**Written exercise**.
Put the lines below into a numbered list, omitting blank lines and the pictures.

**Entries**.
**********
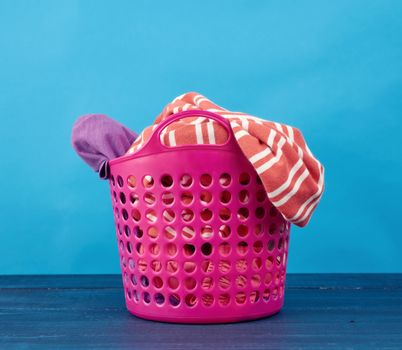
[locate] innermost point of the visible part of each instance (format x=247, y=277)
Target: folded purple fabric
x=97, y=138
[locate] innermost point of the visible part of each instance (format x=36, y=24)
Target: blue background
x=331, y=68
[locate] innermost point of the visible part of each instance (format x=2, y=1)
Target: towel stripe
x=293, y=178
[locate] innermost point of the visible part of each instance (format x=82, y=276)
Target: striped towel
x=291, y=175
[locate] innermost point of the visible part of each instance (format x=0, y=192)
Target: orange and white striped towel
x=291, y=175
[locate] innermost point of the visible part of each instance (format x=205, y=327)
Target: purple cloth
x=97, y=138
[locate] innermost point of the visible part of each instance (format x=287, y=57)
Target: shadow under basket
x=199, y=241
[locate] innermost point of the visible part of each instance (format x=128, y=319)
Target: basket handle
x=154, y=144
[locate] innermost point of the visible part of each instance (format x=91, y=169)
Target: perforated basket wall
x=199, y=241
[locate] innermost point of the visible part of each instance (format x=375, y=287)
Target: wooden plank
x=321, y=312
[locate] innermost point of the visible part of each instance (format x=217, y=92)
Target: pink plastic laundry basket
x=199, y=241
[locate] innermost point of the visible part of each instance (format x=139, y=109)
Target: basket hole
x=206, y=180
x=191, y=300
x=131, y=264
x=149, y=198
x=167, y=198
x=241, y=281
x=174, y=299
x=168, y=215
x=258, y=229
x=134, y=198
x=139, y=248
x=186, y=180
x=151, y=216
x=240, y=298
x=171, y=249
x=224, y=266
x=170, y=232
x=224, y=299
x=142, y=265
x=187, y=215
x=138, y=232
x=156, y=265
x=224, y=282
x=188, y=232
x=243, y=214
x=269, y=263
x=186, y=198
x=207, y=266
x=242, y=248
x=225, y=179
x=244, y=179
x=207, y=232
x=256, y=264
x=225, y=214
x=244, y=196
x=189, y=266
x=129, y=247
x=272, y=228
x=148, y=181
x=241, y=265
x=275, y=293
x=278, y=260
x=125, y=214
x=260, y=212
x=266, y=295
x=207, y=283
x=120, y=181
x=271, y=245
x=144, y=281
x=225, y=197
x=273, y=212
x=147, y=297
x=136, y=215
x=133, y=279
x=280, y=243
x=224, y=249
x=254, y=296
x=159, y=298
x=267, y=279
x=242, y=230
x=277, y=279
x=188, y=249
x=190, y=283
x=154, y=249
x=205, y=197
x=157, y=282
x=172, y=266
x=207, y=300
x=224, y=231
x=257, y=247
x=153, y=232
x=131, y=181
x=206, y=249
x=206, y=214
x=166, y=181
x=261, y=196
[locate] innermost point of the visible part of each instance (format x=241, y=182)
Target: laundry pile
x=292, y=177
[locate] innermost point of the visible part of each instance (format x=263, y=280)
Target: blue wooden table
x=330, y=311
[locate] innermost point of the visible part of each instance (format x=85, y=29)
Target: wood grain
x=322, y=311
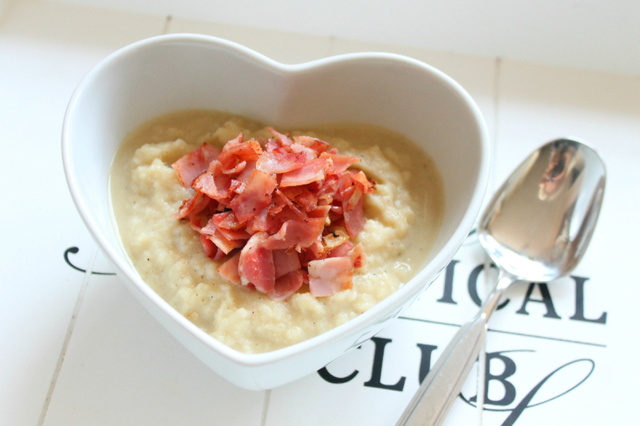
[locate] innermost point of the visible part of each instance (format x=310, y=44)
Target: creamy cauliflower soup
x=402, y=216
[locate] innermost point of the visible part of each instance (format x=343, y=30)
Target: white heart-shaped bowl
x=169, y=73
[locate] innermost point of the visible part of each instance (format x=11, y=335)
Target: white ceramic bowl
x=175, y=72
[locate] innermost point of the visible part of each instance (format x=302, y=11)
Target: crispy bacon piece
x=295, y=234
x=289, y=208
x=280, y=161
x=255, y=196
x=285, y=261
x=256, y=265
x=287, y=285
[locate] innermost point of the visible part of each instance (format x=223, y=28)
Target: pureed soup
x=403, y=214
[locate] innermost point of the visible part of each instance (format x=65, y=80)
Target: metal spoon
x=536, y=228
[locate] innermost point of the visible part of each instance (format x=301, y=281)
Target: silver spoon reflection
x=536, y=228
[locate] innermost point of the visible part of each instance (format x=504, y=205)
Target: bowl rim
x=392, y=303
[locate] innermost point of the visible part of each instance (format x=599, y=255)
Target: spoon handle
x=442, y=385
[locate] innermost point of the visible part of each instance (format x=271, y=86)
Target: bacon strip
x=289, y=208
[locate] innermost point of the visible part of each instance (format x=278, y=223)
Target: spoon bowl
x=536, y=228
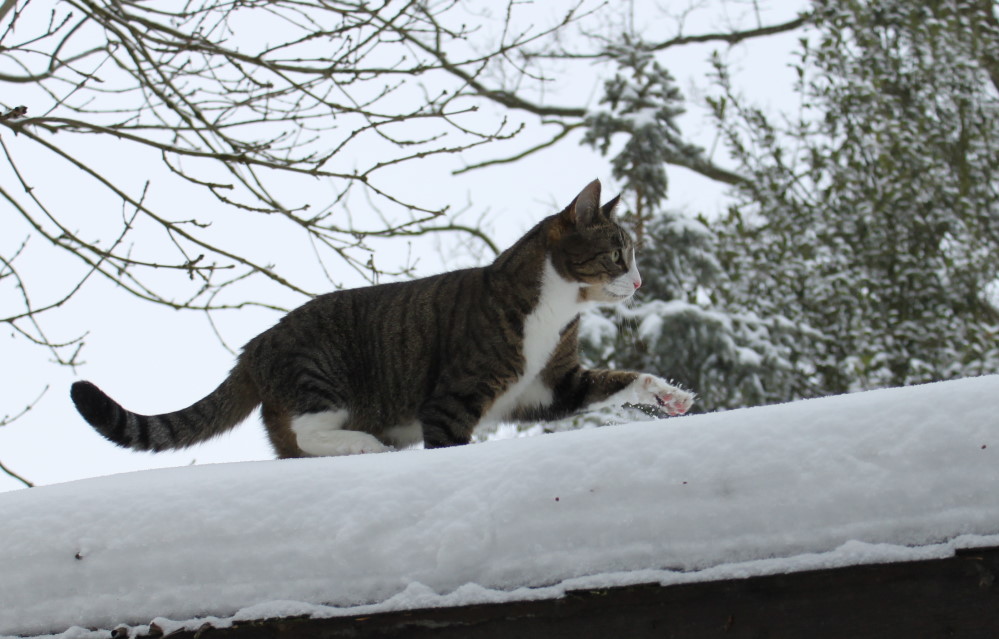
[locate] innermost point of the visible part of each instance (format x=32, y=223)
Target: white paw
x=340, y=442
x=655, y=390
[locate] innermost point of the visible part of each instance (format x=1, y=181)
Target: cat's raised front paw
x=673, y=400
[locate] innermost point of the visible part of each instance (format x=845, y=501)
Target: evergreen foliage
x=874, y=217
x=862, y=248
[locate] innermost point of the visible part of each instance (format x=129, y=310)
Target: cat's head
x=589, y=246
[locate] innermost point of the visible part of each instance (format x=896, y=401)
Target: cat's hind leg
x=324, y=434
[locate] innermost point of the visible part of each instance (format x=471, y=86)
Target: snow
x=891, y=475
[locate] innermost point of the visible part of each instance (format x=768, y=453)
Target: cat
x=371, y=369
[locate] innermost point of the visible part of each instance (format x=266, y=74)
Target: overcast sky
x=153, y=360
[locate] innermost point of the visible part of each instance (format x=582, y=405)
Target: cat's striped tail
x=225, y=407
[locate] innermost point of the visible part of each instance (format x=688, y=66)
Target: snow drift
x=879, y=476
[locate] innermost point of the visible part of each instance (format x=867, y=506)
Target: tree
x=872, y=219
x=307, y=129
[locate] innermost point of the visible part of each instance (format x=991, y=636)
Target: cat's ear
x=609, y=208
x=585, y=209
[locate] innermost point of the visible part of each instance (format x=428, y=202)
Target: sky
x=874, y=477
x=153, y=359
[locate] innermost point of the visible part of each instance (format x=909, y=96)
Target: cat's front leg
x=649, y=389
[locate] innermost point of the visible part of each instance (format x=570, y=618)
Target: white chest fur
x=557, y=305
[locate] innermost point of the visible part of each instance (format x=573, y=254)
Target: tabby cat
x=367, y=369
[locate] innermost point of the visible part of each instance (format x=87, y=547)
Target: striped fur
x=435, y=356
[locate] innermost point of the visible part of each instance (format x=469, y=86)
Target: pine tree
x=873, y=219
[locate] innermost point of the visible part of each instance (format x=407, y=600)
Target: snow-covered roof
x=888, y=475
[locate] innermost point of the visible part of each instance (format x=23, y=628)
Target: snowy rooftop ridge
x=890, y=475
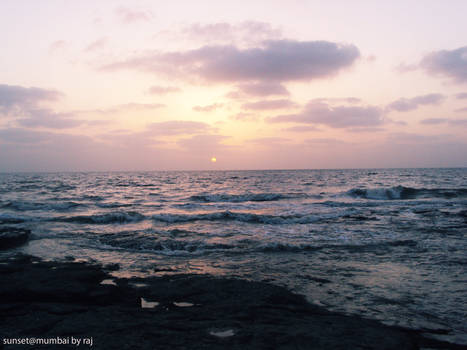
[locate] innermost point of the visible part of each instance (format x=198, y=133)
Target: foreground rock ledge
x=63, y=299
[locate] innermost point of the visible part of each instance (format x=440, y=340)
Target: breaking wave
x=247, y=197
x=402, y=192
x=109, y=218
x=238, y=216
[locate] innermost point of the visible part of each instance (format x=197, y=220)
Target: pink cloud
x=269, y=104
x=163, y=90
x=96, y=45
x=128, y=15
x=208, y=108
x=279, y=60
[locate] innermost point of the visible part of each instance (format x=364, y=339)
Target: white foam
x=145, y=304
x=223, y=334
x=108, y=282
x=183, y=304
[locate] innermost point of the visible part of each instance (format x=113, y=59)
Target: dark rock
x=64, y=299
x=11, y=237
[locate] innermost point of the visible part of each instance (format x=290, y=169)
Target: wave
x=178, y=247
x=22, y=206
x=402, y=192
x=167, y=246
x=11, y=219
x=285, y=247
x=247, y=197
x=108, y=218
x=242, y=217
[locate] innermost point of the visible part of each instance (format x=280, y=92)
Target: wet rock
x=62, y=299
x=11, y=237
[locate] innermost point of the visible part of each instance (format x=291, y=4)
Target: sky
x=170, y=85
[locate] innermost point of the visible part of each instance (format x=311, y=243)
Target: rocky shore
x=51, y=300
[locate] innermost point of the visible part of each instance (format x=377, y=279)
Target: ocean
**********
**Solution to the exercise**.
1. [locate] innermost point of the visible part of each instance (format x=247, y=277)
2. Target: folded purple fabric
3. x=97, y=138
4. [locate] innermost point of the visible part of each instance (format x=36, y=24)
5. Target: blue background
6. x=331, y=68
7. [locate] innermost point of the visible part of each instance (format x=2, y=1)
8. Target: towel stripe
9. x=293, y=178
10. [locate] innermost point of the visible part of each instance (format x=82, y=276)
11. Target: striped towel
12. x=291, y=175
13. [locate] innermost point of the visible part of each instance (format x=0, y=192)
14. Target: orange and white striped towel
15. x=291, y=175
16. [locate] innermost point of the visible part of each instance (format x=205, y=327)
17. Target: purple cloth
18. x=97, y=138
19. [locate] innermost point of the visible part of each instance (format x=287, y=57)
20. Target: shadow under basket
21. x=199, y=241
22. [locate] innermost point of the visible part of each instance (format x=128, y=319)
23. Target: basket handle
24. x=154, y=144
25. [locate] innermost point of the visible part of each instance (format x=91, y=169)
26. Target: perforated basket wall
27. x=199, y=241
28. [locate] innermost point of the visible part of each instance (format x=375, y=287)
29. Target: wooden plank
30. x=321, y=312
31. [locate] innermost point of the visible part of each instance (format x=217, y=92)
32. Target: pink plastic laundry basket
33. x=199, y=241
34. [locate] innermost point of the visible part of each instance (format x=139, y=109)
35. Target: basket hole
36. x=206, y=180
37. x=191, y=300
38. x=131, y=264
39. x=149, y=198
40. x=167, y=198
41. x=241, y=281
42. x=174, y=299
43. x=168, y=215
44. x=258, y=229
45. x=134, y=198
46. x=139, y=248
47. x=186, y=180
48. x=151, y=216
49. x=240, y=298
50. x=171, y=249
51. x=224, y=266
52. x=170, y=232
53. x=224, y=299
54. x=142, y=265
55. x=187, y=215
56. x=138, y=232
57. x=156, y=265
58. x=224, y=282
59. x=188, y=232
60. x=243, y=214
61. x=269, y=263
62. x=186, y=198
63. x=207, y=266
64. x=242, y=248
65. x=225, y=179
66. x=244, y=179
67. x=207, y=232
68. x=256, y=264
69. x=225, y=214
70. x=244, y=196
71. x=189, y=266
72. x=129, y=247
73. x=272, y=228
74. x=148, y=181
75. x=241, y=265
76. x=275, y=293
77. x=278, y=260
78. x=125, y=214
79. x=260, y=212
80. x=266, y=295
81. x=207, y=283
82. x=120, y=181
83. x=271, y=245
84. x=144, y=281
85. x=225, y=197
86. x=273, y=212
87. x=147, y=297
88. x=136, y=215
89. x=133, y=279
90. x=280, y=243
91. x=224, y=249
92. x=254, y=296
93. x=159, y=298
94. x=267, y=279
95. x=242, y=230
96. x=277, y=279
97. x=188, y=249
98. x=190, y=283
99. x=154, y=249
100. x=205, y=197
101. x=157, y=282
102. x=172, y=266
103. x=207, y=300
104. x=224, y=231
105. x=257, y=247
106. x=153, y=232
107. x=131, y=181
108. x=206, y=249
109. x=206, y=214
110. x=166, y=181
111. x=261, y=196
112. [locate] innermost point of the visible part of each instance (format x=241, y=182)
113. Target: laundry pile
114. x=292, y=177
115. [locate] innermost point of the visible part of each instance (format x=263, y=280)
116. Target: blue wooden table
117. x=330, y=311
118. [locate] innermost point of the visible part of each instance (format x=85, y=29)
119. Target: wood grain
120. x=322, y=311
121. [locate] innermost point of the visible part of each instance (format x=310, y=44)
122. Target: creamy cauliflower soup
123. x=402, y=216
124. [locate] innermost point of the visible part of each instance (format x=343, y=30)
125. Target: white heart-shaped bowl
126. x=169, y=73
127. [locate] innermost point of the visible part of each instance (format x=11, y=335)
128. Target: white ceramic bowl
129. x=175, y=72
130. [locate] innermost point of the visible part of each instance (format x=302, y=11)
131. Target: crispy bacon piece
132. x=295, y=234
133. x=289, y=208
134. x=280, y=161
135. x=255, y=196
136. x=285, y=261
137. x=256, y=265
138. x=287, y=285
139. [locate] innermost point of the visible part of each instance (format x=223, y=28)
140. Target: pureed soup
141. x=403, y=214
142. [locate] innermost point of the visible part of each instance (format x=65, y=80)
143. Target: metal spoon
144. x=536, y=228
145. [locate] innermost point of the visible part of each instance (format x=301, y=281)
146. Target: silver spoon reflection
147. x=536, y=228
148. [locate] innermost point of the visible part of each instance (format x=504, y=205)
149. Target: bowl rim
150. x=392, y=303
151. [locate] innermost point of the visible part of each instance (format x=599, y=255)
152. Target: spoon handle
153. x=442, y=385
154. [locate] innermost point of the visible part of each instance (format x=271, y=86)
155. Target: bacon strip
156. x=289, y=208
157. [locate] innermost point of the visible part of each instance (format x=278, y=223)
158. Target: spoon bowl
159. x=536, y=228
160. [locate] innermost point of the visible part of each instance (format x=32, y=223)
161. Target: white paw
162. x=340, y=442
163. x=655, y=390
164. [locate] innermost point of the visible part of each instance (format x=1, y=181)
165. Target: cat's raised front paw
166. x=673, y=400
167. [locate] innermost point of the visible part of each instance (format x=845, y=501)
168. Target: evergreen foliage
169. x=874, y=217
170. x=862, y=248
171. [locate] innermost point of the visible part of each instance (format x=129, y=310)
172. Target: cat's head
173. x=589, y=246
174. [locate] innermost point of the visible part of each instance (format x=896, y=401)
175. Target: cat's hind leg
176. x=324, y=434
177. [locate] innermost point of the visible part of each instance (format x=471, y=86)
178. Target: snow
179. x=891, y=475
180. [locate] innermost point of the visible part of each instance (format x=768, y=453)
181. Target: cat
182. x=371, y=369
183. [locate] innermost point of the visible part of each instance (format x=266, y=74)
184. Target: overcast sky
185. x=153, y=360
186. [locate] innermost point of the visible part of each instance (format x=582, y=405)
187. Target: cat's striped tail
188. x=225, y=407
189. [locate] innermost point of the visible part of each instance (format x=688, y=66)
190. Target: snow drift
191. x=879, y=476
192. [locate] innermost point of the visible part of each instance (format x=867, y=506)
193. Target: tree
194. x=872, y=219
195. x=307, y=129
196. [locate] innermost point of the visible part of each instance (format x=991, y=636)
197. Target: cat's ear
198. x=609, y=208
199. x=585, y=209
200. [locate] innermost point of the visible part of each instance (format x=428, y=202)
201. Target: sky
202. x=874, y=477
203. x=153, y=359
204. [locate] innermost point of the visible part of each instance (format x=909, y=96)
205. Target: cat's front leg
206. x=649, y=389
207. [locate] innermost point of the visible part of each instance (format x=570, y=618)
208. Target: white chest fur
209. x=557, y=305
210. [locate] innermost point of the visible part of each instance (format x=573, y=254)
211. Target: tabby cat
212. x=367, y=369
213. [locate] innermost point of the visible part of each instance (format x=87, y=547)
214. Target: striped fur
215. x=435, y=356
216. [locate] innermost point of the visible part of each instance (format x=469, y=86)
217. Target: pine tree
218. x=873, y=219
219. [locate] innermost point of the visible part of each instance (format x=407, y=600)
220. Target: snow-covered roof
221. x=888, y=475
222. [locate] innermost point of the visible part of each instance (format x=23, y=628)
223. Target: snowy rooftop ridge
224. x=890, y=475
225. [locate] innermost point of the visible part of each instance (format x=198, y=133)
226. Target: foreground rock ledge
227. x=63, y=299
228. [locate] innermost point of the visible part of each instance (format x=440, y=340)
229. Target: breaking wave
230. x=247, y=197
231. x=402, y=192
232. x=109, y=218
233. x=238, y=216
234. [locate] innermost point of the visible part of each instance (format x=197, y=220)
235. Target: pink cloud
236. x=269, y=104
237. x=163, y=90
238. x=96, y=45
239. x=128, y=15
240. x=208, y=108
241. x=279, y=60
242. [locate] innermost point of the visible part of each instance (format x=364, y=339)
243. Target: white foam
244. x=145, y=304
245. x=223, y=334
246. x=108, y=282
247. x=183, y=304
248. [locate] innermost point of the visible part of each instance (format x=113, y=59)
249. Target: dark rock
250. x=64, y=299
251. x=11, y=237
252. [locate] innermost point of the visible part of each instance (format x=290, y=169)
253. Target: wave
254. x=178, y=247
255. x=22, y=206
256. x=402, y=192
257. x=167, y=246
258. x=11, y=219
259. x=285, y=247
260. x=247, y=197
261. x=108, y=218
262. x=242, y=217
263. [locate] innermost point of the visible part of each instance (format x=280, y=92)
264. Target: wet rock
265. x=62, y=299
266. x=11, y=237
267. [locate] innermost point of the visible part of each instance (format x=291, y=4)
268. Target: sky
269. x=170, y=85
270. [locate] innermost point of the visible part of each instance (format x=311, y=243)
271. Target: rocky shore
272. x=51, y=300
273. [locate] innermost point of the visible part of each instance (format x=377, y=279)
274. Target: ocean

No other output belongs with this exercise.